• _YOUR INSTRUCTIONS_:
Every line of the material is to be repeated exactly as it stands.
╭─ ITEMS
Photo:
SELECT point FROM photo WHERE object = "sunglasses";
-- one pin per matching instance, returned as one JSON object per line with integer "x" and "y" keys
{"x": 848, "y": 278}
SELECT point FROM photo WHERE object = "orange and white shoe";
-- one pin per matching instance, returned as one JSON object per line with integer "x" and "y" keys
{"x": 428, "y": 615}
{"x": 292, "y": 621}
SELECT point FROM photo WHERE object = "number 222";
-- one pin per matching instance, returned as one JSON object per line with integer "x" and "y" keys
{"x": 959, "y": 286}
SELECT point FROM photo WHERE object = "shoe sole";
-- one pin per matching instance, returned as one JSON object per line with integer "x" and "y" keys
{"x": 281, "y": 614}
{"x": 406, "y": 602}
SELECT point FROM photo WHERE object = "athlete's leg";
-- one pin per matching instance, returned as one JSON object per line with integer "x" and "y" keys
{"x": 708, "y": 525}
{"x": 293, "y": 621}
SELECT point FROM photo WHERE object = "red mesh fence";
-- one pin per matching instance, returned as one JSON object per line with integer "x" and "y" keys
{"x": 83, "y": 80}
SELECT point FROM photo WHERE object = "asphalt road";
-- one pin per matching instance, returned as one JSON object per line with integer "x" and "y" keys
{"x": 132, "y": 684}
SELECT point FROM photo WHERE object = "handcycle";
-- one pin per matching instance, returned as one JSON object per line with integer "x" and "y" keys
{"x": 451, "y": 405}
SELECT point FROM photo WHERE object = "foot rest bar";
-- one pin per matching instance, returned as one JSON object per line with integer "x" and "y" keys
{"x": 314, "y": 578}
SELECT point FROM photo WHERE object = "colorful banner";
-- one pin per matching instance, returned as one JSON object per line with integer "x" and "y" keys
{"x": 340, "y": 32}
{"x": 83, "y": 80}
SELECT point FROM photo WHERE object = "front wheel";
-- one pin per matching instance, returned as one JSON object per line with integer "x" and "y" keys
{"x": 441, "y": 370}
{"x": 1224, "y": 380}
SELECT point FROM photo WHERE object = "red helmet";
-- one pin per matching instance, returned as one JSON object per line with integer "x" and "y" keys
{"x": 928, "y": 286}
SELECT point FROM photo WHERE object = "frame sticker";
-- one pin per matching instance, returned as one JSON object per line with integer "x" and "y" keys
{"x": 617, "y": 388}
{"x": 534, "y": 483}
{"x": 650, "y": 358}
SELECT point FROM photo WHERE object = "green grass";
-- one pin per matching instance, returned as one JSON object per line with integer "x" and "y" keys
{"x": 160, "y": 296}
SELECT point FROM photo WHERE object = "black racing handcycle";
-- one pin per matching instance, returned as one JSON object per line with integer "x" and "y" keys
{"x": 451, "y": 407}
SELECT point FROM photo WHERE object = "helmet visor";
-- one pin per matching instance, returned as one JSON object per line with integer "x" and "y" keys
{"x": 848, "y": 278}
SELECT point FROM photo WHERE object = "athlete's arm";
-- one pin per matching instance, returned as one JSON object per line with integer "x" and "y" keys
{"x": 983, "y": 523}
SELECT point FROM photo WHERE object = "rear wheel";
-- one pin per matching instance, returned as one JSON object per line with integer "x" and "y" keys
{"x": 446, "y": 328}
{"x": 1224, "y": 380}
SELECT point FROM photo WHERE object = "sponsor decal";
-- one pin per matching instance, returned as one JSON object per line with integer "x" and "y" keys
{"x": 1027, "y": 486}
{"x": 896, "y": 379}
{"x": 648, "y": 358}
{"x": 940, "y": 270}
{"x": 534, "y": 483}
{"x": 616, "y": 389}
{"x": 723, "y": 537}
╰─
• _WRITTEN SOLUTION_:
Photo:
SELECT point FROM photo WHERE object = "sunglasses";
-- one pin per matching instance, returned as one JSON object per line with integer "x" and "y" keys
{"x": 848, "y": 278}
SELECT point FROM photo WHERE object = "orange and white shoe";
-- one pin per matching instance, returned as one JSON object per line with integer "x" and "y" keys
{"x": 428, "y": 615}
{"x": 292, "y": 621}
SELECT point FROM photo WHERE object = "number 222";
-- one pin per matching instance, returned as one JSON object per line with integer "x" and "y" keys
{"x": 959, "y": 286}
SELECT point FROM photo WHERE object = "shoe sole";
-- one pin per matching instance, returned as one JSON object per line with integer "x" and "y" keys
{"x": 281, "y": 614}
{"x": 406, "y": 602}
SELECT point FROM photo WHERE object = "athlete's leg";
-- one pin per matching instance, returned as one JSON object per line with integer "x" and "y" keys
{"x": 708, "y": 525}
{"x": 293, "y": 621}
SELECT point FROM photo WHERE object = "red mesh fence";
-- one pin per matching instance, returned as one JSON object per line with integer "x" and "y" keys
{"x": 83, "y": 80}
SELECT point FROM photo WHERE object = "asphalt road";
-- one pin per matching instance, returned as one JSON object per line with integer "x" and "y" keys
{"x": 132, "y": 684}
SELECT point FROM photo WHERE object = "handcycle";
-- one pin per matching instance, returned as one JSON object per line with integer "x" and "y" keys
{"x": 451, "y": 405}
SELECT point FROM photo WHERE object = "foot rest bar";
-- one pin per matching instance, returned as one JSON object per line with integer "x" and "y" keys
{"x": 314, "y": 578}
SELECT point FROM photo WHERE object = "colorful banner";
-- one pin per matching instance, returned as one JSON object per line with integer "x" and "y" keys
{"x": 340, "y": 32}
{"x": 83, "y": 80}
SELECT point FROM photo WHERE object = "front wheel";
-- one pin per matching instance, returned as one JSON object per line with integer "x" and "y" keys
{"x": 441, "y": 370}
{"x": 1224, "y": 380}
SELECT point FROM photo WHERE object = "red helmet";
-- one pin per matching instance, returned as one JSON object per line with integer "x" and "y" keys
{"x": 928, "y": 286}
SELECT point FROM photo WHERE object = "frame sticker";
-- one pin per matching instance, returned as one JSON object per line with integer "x" and "y" keys
{"x": 617, "y": 388}
{"x": 534, "y": 483}
{"x": 650, "y": 358}
SELECT point FROM photo WHERE object = "green grass";
-- one pin per matching instance, returned as one JSON object per line with integer "x" and "y" keys
{"x": 160, "y": 296}
SELECT point FROM photo WHERE object = "black racing handcycle";
-- one pin per matching instance, returned as one JSON object per line with integer "x" and "y" keys
{"x": 451, "y": 407}
SELECT point FROM photo WHERE object = "helmet visor";
-- one pin per matching instance, returned as one JSON object per line with integer "x" and "y" keys
{"x": 848, "y": 278}
SELECT point FROM photo WHERE object = "athlete's arm";
-- one pin per matching instance, returned as one JSON object per line with integer "x" and "y" keys
{"x": 983, "y": 523}
SELECT point FROM photo WHERE object = "rear wheel";
-- one pin per matching instance, returned as one JSON object per line with integer "x" and "y" keys
{"x": 446, "y": 328}
{"x": 1224, "y": 380}
SELECT point FROM photo WHERE object = "sponsor decal";
-- one pin per matching instance, returned as one JSON object per line with integer "x" and "y" keys
{"x": 1027, "y": 486}
{"x": 896, "y": 379}
{"x": 648, "y": 358}
{"x": 940, "y": 270}
{"x": 534, "y": 483}
{"x": 616, "y": 389}
{"x": 723, "y": 537}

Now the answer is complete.